--- Page excerpt ---
Survey responses are rolling in as more and more coaches, athletes, trainers, and their relatives are answering questions.

Last week, we talked about the importance of fundamentals and how the understanding of them separates elite athletes from mediocre athletes. This week, we’ll dive into how a deep understanding of the fundamentals affects the brain of athletes both in training and competition.

In Chris Bailey’s book Hyperfocus, one of the core ideas is the idea of the human attention span.

According to Bailey, our attention span contains “our entire conscious world” (Bailey 28). It can be represented by a finite bubble, meaning we can only fit so many things inside of this bubble at once. Certain tasks take up varying amounts of space depending on how experienced the individual is at a certain task. Think back to the first time you started driving. You were trying to be super careful when you were pulling your mom’s car out of the driveway, taking the utmost care of every movement that you did, making sure that you didn’t hit anything or damage your mom’s car. When you finally get on the road, you probably were going only 60 miles an hour on the highway in the right lane, letting others pass you because you didn’t want to hit anybody. As you gained experience, driving became a lot easier and you can do a lot more things while driving, like changing the song, pushing the speed limit, having a conversation, or eating a hamburger. In sports, when an athlete is learning a fundamental movement or trying to correct a movement in training, he or she must fill his or her attention span with a singular complex task.

Take a football quarterback for example. Let’s say that this quarterback struggles with his torso rotation throughout his throwing motion. In training, there are times when he must solely focus on his torso rotation, sometimes just throwing to a stationary target. By doing this type of training, the quarterback fills his attention span with the task of throwing the ball while focusing on torso rotation. When the quarterback becomes more familiar with the new motion, the task of only focusing on rotating his torso takes up less space in this attention span. He can then start to practice with a receiver on a specified route, as he focuses on throwing to a spot, as well as adapting to his receiver’s movements and speed. When both the receiver and quarterback execute more successful pass completions in practice, they can now start to add a DB (defensive back) to guard the receiver to simulate the pressure of the QB throwing accurately. After that, you put the offensive line and the defense in the play, simulating the real game in “game speed” by adding pressure through the defense attempting to tackle the QB (Sack), or making the QB improvise the play if something goes wrong.
--- Dataset ---
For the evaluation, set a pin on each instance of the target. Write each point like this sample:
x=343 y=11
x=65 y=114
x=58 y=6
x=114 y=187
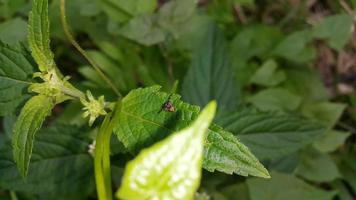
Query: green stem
x=82 y=51
x=102 y=155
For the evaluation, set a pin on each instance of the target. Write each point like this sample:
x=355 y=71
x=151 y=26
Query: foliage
x=124 y=115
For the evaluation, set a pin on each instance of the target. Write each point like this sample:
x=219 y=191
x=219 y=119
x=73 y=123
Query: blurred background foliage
x=282 y=57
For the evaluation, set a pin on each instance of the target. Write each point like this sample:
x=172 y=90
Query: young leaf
x=16 y=68
x=30 y=120
x=143 y=122
x=210 y=75
x=60 y=165
x=170 y=169
x=271 y=136
x=39 y=39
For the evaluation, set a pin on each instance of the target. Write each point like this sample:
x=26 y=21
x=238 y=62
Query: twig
x=82 y=51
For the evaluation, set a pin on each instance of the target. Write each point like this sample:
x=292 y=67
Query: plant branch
x=82 y=51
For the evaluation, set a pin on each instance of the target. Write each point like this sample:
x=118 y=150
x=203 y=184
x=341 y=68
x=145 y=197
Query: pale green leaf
x=142 y=123
x=317 y=167
x=171 y=168
x=13 y=31
x=210 y=75
x=16 y=68
x=331 y=141
x=60 y=165
x=283 y=186
x=271 y=136
x=39 y=38
x=28 y=123
x=336 y=29
x=268 y=74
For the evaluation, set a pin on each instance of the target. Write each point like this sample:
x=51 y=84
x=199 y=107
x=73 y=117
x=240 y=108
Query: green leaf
x=16 y=68
x=283 y=186
x=294 y=47
x=331 y=141
x=326 y=113
x=28 y=123
x=271 y=136
x=316 y=166
x=171 y=168
x=13 y=31
x=174 y=14
x=210 y=75
x=39 y=38
x=336 y=29
x=144 y=30
x=123 y=10
x=60 y=168
x=142 y=123
x=268 y=75
x=275 y=99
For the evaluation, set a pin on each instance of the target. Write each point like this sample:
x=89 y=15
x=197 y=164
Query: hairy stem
x=82 y=51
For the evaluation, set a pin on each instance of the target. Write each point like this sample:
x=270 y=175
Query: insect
x=168 y=105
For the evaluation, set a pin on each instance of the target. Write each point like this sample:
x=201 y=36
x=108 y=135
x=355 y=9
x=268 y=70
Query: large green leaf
x=142 y=123
x=283 y=186
x=16 y=68
x=60 y=167
x=271 y=136
x=210 y=75
x=170 y=169
x=28 y=123
x=39 y=38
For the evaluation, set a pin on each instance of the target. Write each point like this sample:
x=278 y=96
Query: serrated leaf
x=284 y=186
x=142 y=123
x=170 y=169
x=60 y=165
x=271 y=136
x=210 y=75
x=28 y=123
x=39 y=38
x=16 y=68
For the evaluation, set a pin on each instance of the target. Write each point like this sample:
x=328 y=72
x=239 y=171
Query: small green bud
x=93 y=108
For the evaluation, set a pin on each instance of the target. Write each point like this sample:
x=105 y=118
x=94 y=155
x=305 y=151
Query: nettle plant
x=172 y=139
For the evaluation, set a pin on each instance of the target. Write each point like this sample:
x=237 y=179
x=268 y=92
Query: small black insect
x=168 y=106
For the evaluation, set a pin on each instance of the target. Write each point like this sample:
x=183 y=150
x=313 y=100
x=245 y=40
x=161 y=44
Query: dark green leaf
x=271 y=136
x=283 y=186
x=28 y=123
x=60 y=168
x=16 y=68
x=210 y=75
x=142 y=123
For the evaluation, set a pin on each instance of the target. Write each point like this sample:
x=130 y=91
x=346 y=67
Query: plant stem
x=82 y=51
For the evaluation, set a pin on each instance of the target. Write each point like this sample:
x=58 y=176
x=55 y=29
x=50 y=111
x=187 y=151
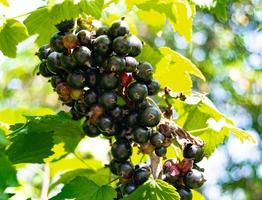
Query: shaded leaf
x=82 y=188
x=154 y=190
x=11 y=34
x=174 y=70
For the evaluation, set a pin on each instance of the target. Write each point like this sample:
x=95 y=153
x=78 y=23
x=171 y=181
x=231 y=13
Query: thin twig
x=46 y=181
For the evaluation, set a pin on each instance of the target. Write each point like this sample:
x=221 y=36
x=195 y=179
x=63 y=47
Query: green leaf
x=200 y=117
x=154 y=190
x=174 y=70
x=82 y=188
x=7 y=173
x=11 y=34
x=4 y=2
x=34 y=140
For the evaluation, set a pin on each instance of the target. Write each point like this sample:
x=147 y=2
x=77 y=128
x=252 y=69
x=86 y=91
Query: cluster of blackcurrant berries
x=95 y=73
x=185 y=175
---
#### Task set
a: Reproduce the passage on fundamentals and attention span starting at "Last week, we" and ending at "training and competition.", substituting "basics" for "fundamentals".
b: Turn the paragraph beginning "Take a football quarterback for example" in the passage on fundamentals and attention span into a short list of steps that keeps its main facts.

#### Outputs by task
a:
Last week, we talked about the importance of basics and how the understanding of them separates elite athletes from mediocre athletes. This week, we’ll dive into how a deep understanding of the basics affects the brain of athletes both in training and competition.

b:
- A quarterback who struggles with torso rotation first focuses solely on that rotation in training, sometimes throwing to a stationary target, so the task fills his attention span.
- As the new motion becomes familiar, it takes up less of his attention span.
- He then practices with a receiver on a specified route, throwing to a spot while adapting to the receiver's movements and speed.
- Once they complete more passes in practice, a defensive back is added to guard the receiver and simulate pressure on accurate throwing.
- Finally, the offensive line and the defense join the play to simulate the real game at "game speed," adding pressure through attempted tackles (sacks) or forcing the QB to improvise when something goes wrong.